:: SOURCE DOCUMENT ::

# warm start issue ==bad fuel pump/check valve??



## jungle (May 6, 2002)

my 10v mc motor, when warm, if i shut it off and let it sit for anywhere between 30sec and 2 hours starts hard, usually I have to hold the gas pedel to the floor, hold it there, while cranking for 45seconds. Do you think the check vavle for the fuel pump has gone bad?
tia


----------



## gidrew (Mar 28, 2004)

*Re: warm start issue ==bad fuel pump/check valve?? (jungle)*

does it happen when its cold too......? My car used to run really rough and i would have to crank it for a few seconds to get it to start but it wouldn;t really idle until it warmed up
Another thing....if you want to save your motor and starter....never race a a cold motor like that...just give it enough gas to keep it running till it warms up a little. and dont crank it over for 45sec.....i could see some problems arising in the future


----------



## jungle (May 6, 2002)

:: SUPPLIED MATERIAL ::

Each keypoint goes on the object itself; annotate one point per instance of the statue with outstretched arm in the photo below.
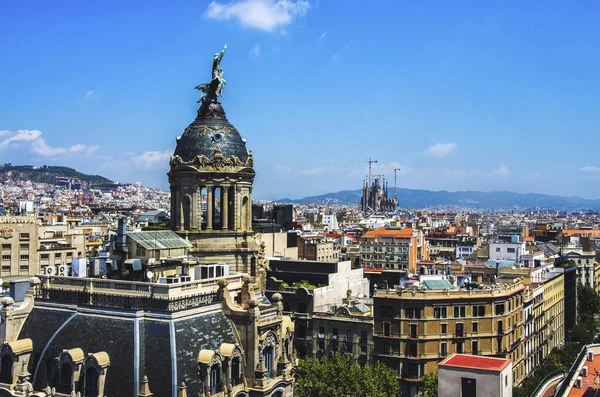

:: TASKS TO CARRY OUT ::
[a] Reproduce the passage from the hard warm-start thread, starting at the words "my 10v mc motor, when" and ending after "(Mar 28, 2004)".
[b] Carry on the hard warm-start thread from the point where it stops.

:: RESULTS OF THE EXERCISE ::
[a]
my 10v mc motor, when warm, if i shut it off and let it sit for anywhere between 30sec and 2 hours starts hard, usually I have to hold the gas pedel to the floor, hold it there, while cranking for 45seconds. Do you think the check vavle for the fuel pump has gone bad?
tia


----------



## gidrew (Mar 28, 2004)

[b]
*Re: warm start issue ==bad fuel pump/check valve?? (gidrew)*

cold starting isn't sooo bad, but keeping it running for the first minute or two, requires the gas to be feathered...i assumed that was just part of having a modded mc motor. I know i have a nasty vaccum leak somewhere....i am still hunting that one down.
I am a firm believer in not reving a cold motor....all of my cars never go past 3500 rpms until they are near thier normal operating temp.


----------



## gidrew (Mar 28, 2004)

*Re: warm start issue ==bad fuel pump/check valve?? (jungle)*

As far as the vacuum leak goes. I have the CIS-3 system in my car and the injectors go into inserts and then are put into the head. Well there are 4 O rings all together, 2 on the insert and 2 on the injectors. More then half of mine were hard and broken down. Some of them where only half there, cause air to be pulled in and causing the vacuum leak. My suggest is to go get all new o rings and injector inserts and replace them. The only want to get the inserts off is to crush them but be careful cause you could mess up the injector. They they and let me know. it seemed to fix my problem. 
Also look at your intake boot for crack and all air lines.


----------



## jungle (May 6, 2002)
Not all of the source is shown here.